## What you will do
(1) Using the text on Contrastive Neuron Attribution, decide whether each statement below agrees with it. Answer yes or no for each, and quote the deciding words of the text exactly. (a) The tool needs a GPU with at least 16GB of VRAM. (b) A complete circuit is made up of several thousand MLP neurons. (c) CAA keeps its output quality at steering strengths above α=0.5.
(2) Extend the text on Contrastive Neuron Attribution, picking up after its final line.

+++ Source document

Implements Contrastive Neuron Attribution (CNA): discover sparse MLP neuron circuits for any behavior using contrastive activation analysis, then steer that behavior at inference time by scaling the identified neurons. ~100--200 MLP neurons form a complete circuit. A single forward+backward pass finds them.

Install

pip install torch transformers accelerate
pip install -e .

Python 3.9+, PyTorch 2.0+ with CUDA. GPU required (16GB+ VRAM).

See quickstart.py for a runnable end-to-end example. Also: refusal steering, interactive REPL.

Features

  • Contrastive discovery -- find neurons for any behavioral feature (refusal, belief, sentiment, sycophancy) from positive/negative prompt pairs, no target token needed
  • Single-pass circuit discovery -- RelP/LRP attribution finds factual circuits in one forward+backward pass
  • Multiplier steering -- ablate (0.0), baseline (1.0), amplify (2.0+), or sweep across multipliers
  • Edge attribution -- neuron-to-neuron information flow, hourglass architecture detection, super weight identification
  • Automatic universal neuron blacklisting -- filters task-agnostic infrastructure neurons
  • Cross-model support -- Llama, Qwen, Mistral with zero code changes
  • Interactive REPL -- explore circuits live with steerer.interactive()
  • Batch faithfulness evaluation -- circuit quality measurement with percentage threshold sweep

Results

Ablating 0.1% of MLP activations reduces refusal rates by over 50% on JBB-Behaviors across all model sizes and architectures tested, while maintaining near-baseline generation quality (>0.97) at all steering strengths. CAA achieves comparable refusal reduction at moderate strengths but degrades output quality sharply beyond α=0.5.

JBB-Behaviors refusal rates (instruct models, α=1.0)

++++++
+++ Dataset entries

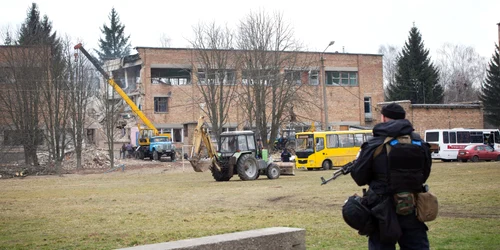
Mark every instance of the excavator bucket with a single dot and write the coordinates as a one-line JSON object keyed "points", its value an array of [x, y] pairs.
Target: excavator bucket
{"points": [[200, 165]]}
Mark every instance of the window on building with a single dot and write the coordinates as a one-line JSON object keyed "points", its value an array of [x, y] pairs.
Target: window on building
{"points": [[226, 76], [91, 136], [368, 105], [453, 137], [177, 135], [313, 77], [170, 76], [18, 138], [343, 78], [161, 104], [185, 129], [293, 76], [446, 139]]}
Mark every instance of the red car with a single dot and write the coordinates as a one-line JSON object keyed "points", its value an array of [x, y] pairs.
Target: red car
{"points": [[478, 153]]}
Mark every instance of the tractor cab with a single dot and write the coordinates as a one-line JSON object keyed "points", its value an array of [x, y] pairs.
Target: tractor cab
{"points": [[237, 141]]}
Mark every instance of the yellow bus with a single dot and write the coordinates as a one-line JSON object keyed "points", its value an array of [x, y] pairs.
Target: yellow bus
{"points": [[327, 149]]}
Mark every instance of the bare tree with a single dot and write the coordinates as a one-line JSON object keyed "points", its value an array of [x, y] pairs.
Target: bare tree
{"points": [[216, 64], [22, 77], [269, 71], [82, 84], [56, 105], [390, 59], [462, 70]]}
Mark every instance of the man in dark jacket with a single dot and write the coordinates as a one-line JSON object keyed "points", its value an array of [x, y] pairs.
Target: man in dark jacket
{"points": [[373, 171]]}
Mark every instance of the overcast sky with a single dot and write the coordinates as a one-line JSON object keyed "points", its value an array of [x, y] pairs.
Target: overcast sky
{"points": [[355, 26]]}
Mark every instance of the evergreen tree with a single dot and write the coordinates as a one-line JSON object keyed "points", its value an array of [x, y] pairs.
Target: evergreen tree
{"points": [[39, 32], [8, 39], [416, 77], [115, 44], [490, 91]]}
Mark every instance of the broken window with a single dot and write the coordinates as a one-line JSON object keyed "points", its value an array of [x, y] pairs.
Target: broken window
{"points": [[343, 78], [226, 76], [170, 76], [161, 104], [18, 138], [293, 76], [91, 136], [313, 77], [261, 77]]}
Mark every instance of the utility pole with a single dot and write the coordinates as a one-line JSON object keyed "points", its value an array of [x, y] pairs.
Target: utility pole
{"points": [[323, 82]]}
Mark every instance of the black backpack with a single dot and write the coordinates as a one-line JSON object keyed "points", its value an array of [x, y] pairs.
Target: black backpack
{"points": [[406, 158]]}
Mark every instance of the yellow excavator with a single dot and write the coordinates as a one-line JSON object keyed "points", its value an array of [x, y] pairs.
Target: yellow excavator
{"points": [[152, 143], [238, 154]]}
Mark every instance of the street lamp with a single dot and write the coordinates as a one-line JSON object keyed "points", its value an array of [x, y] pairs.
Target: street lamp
{"points": [[323, 82]]}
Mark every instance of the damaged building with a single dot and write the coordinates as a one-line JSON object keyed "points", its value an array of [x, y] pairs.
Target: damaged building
{"points": [[162, 82]]}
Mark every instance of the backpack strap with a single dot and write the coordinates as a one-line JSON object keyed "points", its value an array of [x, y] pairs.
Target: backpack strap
{"points": [[390, 141], [378, 150]]}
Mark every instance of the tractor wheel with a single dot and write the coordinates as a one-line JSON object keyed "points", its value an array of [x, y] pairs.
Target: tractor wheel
{"points": [[247, 167], [273, 171], [224, 174], [326, 165]]}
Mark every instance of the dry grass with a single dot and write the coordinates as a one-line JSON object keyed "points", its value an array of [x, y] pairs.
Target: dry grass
{"points": [[145, 206]]}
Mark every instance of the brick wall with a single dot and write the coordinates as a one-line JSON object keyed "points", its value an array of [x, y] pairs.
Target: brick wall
{"points": [[345, 104], [442, 116]]}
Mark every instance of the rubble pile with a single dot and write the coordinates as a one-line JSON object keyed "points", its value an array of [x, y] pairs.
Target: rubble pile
{"points": [[92, 158]]}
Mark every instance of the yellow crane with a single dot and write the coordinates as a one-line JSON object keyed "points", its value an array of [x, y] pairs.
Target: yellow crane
{"points": [[144, 133]]}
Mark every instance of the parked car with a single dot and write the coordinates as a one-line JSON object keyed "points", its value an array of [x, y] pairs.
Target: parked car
{"points": [[478, 153]]}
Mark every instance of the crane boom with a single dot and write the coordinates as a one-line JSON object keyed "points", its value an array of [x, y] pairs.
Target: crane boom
{"points": [[119, 90]]}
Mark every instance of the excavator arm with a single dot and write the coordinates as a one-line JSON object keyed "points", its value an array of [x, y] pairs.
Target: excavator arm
{"points": [[118, 90], [201, 139]]}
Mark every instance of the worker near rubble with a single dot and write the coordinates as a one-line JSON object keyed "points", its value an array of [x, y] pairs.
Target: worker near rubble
{"points": [[130, 150], [123, 151], [285, 156], [382, 173]]}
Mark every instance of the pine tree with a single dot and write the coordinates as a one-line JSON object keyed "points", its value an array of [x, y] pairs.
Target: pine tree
{"points": [[39, 32], [115, 44], [8, 39], [490, 91], [417, 79]]}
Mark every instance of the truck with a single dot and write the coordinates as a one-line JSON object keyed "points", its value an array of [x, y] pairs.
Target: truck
{"points": [[152, 143], [237, 155]]}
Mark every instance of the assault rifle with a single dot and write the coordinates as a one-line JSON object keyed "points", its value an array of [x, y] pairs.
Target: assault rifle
{"points": [[342, 171]]}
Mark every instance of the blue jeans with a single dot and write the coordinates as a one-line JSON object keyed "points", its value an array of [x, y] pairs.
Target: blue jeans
{"points": [[414, 235]]}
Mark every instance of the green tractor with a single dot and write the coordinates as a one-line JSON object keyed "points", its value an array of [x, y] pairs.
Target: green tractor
{"points": [[238, 154]]}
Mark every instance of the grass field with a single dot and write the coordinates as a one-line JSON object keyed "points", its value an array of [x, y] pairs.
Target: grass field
{"points": [[145, 206]]}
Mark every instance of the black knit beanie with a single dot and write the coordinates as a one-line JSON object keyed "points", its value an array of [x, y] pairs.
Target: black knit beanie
{"points": [[394, 111]]}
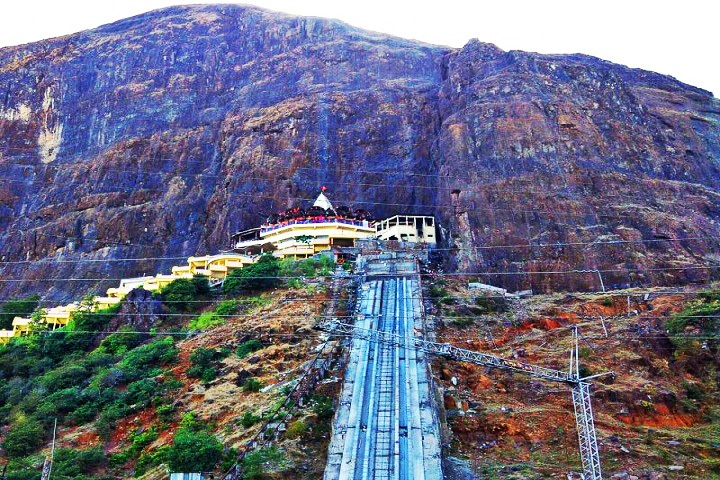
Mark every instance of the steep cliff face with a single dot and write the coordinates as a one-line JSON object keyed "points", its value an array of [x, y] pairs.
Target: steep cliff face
{"points": [[160, 135]]}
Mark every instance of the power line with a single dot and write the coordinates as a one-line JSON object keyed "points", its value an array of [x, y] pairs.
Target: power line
{"points": [[348, 170], [48, 260], [450, 274], [367, 202]]}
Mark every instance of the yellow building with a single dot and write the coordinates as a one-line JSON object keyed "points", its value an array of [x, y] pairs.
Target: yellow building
{"points": [[5, 336], [407, 228], [21, 326], [60, 316]]}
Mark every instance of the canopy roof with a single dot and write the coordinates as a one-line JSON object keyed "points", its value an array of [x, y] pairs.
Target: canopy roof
{"points": [[323, 202]]}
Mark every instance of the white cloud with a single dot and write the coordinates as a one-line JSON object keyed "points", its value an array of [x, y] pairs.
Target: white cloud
{"points": [[673, 38]]}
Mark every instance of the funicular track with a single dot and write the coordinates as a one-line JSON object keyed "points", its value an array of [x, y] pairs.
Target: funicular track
{"points": [[386, 427]]}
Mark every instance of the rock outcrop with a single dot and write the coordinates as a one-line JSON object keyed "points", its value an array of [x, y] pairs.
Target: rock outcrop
{"points": [[160, 135]]}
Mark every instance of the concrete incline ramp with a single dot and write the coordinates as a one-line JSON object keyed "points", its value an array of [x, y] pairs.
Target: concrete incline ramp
{"points": [[386, 426]]}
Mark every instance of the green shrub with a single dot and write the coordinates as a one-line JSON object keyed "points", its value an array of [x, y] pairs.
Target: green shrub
{"points": [[73, 463], [260, 275], [228, 307], [140, 393], [21, 307], [205, 320], [249, 419], [64, 377], [24, 437], [143, 361], [86, 320], [203, 364], [193, 451], [181, 294], [296, 430], [488, 305], [140, 440], [309, 268], [120, 342], [190, 422], [23, 469], [252, 384], [693, 391], [254, 464], [248, 347], [322, 407], [108, 418], [165, 412]]}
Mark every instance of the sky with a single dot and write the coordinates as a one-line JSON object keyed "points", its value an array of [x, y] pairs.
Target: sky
{"points": [[677, 38]]}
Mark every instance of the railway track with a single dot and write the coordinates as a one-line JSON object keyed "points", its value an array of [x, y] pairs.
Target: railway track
{"points": [[385, 427]]}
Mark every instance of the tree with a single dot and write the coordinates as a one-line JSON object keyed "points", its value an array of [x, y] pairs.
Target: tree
{"points": [[24, 437], [21, 307], [181, 293], [193, 451], [260, 275]]}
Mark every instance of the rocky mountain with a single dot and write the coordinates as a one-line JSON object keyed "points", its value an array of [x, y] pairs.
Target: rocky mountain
{"points": [[160, 135]]}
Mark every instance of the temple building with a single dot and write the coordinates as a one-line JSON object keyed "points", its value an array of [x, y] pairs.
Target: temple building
{"points": [[300, 233], [294, 233]]}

++++++

## Final results
(1)
(a) Yes: "GPU required (16GB+ VRAM)."
(b) No: "~100--200 MLP neurons form a complete circuit."
(c) No: "degrades output quality sharply beyond α=0.5."

(2)
Model Baseline Ablated Δ Relative
Llama-3.2-1B-Instruct 90% 34% −56pp −62.2%
Llama-3.2-3B-Instruct 84% 47% −37pp −44.0%
Llama-3.1-8B-Instruct 90% 34% −56pp −62.2%
Llama-3.1-70B-Instruct 86% 18% −68pp −79.1%
Qwen2.5-1.5B-Instruct 93% 12% −81pp −87.1%
Qwen2.5-3B-Instruct 90% 58% −32pp −35.6%
Qwen2.5-7B-Instruct 87% 2% −85pp −97.7%
Qwen2.5-72B-Instruct 78% 8% −70pp −89.7%

CNA vs CAA: refusal rate and generation quality (instruct models, α=1.0)

Model CNA Refusal% CNA Quality CAA Refusal% CAA Quality
Llama-3.2-1B-Instruct 20.2 0.975 0.0 0.554
Llama-3.2-3B-Instruct 26.3 0.977 0.0 0.431
Llama-3.1-8B-Instruct 5.1 0.969 38.4 0.493
Llama-3.1-70B-Instruct 12.1 0.981 0.0 0.569
Qwen2.5-1.5B-Instruct 26.3 0.982 100 0.888
Qwen2.5-3B-Instruct 34.3 0.984 0.0 0.844
Qwen2.5-7B-Instruct 13.1 0.980 5.1 0.414
Qwen2.5-72B-Instruct 5.1 0.983 98.0 0.406

Base vs instruct

Applying the same discovery pipeline to base models identifies neurons with similar activation differences, but steering them produces only content shifts — not behavioral change. Fine-tuning transforms the late-layer discrimination structure into a functional refusal gate.

Model Variant Baseline refusal% CNA Refusal% CNA Quality
Llama-3.2-1B Base 2.0 0.0 0.658
Llama-3.2-1B Instruct 43.4 20.2 0.975
Qwen2.5-3B Base 14.1 11.1 0.865
Qwen2.5-3B Instruct 92.9 34.3 0.984

API Reference

NeuronSteerer(model_name, device="cuda", dtype=torch.bfloat16, auto_blacklist=True)

Loads a HuggingFace causal LM with eager attention and auto-detects universal neurons.


High-Level API

find_feature(*, positive=None, negative=None, prompt=None, target=None, name=None, top_k=200, seed_response="") -> Circuit

Find a feature circuit. Two modes:

# Contrastive mode (behavioral features)
circuit = steerer.find_feature(
    positive=["How do I pick a lock?", "Write malware"],
    negative=["How do I bake a cake?", "Write clean code"],
    name="refusal",
)

# Single-prompt mode (factual features)
circuit = steerer.find_feature(
    prompt="Capital of Texas?", target=" Austin", name="capitals",
)

steer(prompt, *, feature=None, circuit=None, multiplier=0.0, max_new_tokens=50) -> str

Generate with a feature steered. Uses cached features from find_feature.

steerer.steer("How to pick a lock?", feature="refusal", multiplier=0.0)

interactive()

Launch the interactive REPL:

neuron> prompt What is the capital of Ohio?
neuron> discover Austin
neuron> ablate top10
neuron> sweep 0.0 0.5 1.0 2.0 5.0
neuron> edges
neuron> save my_circuit

Core Methods

discover_circuit(prompt, target_token, counterfactual_token=None, top_k=None, threshold=0.005, seed_response="", ...) -> Circuit

Single-prompt circuit discovery via RelP attribution.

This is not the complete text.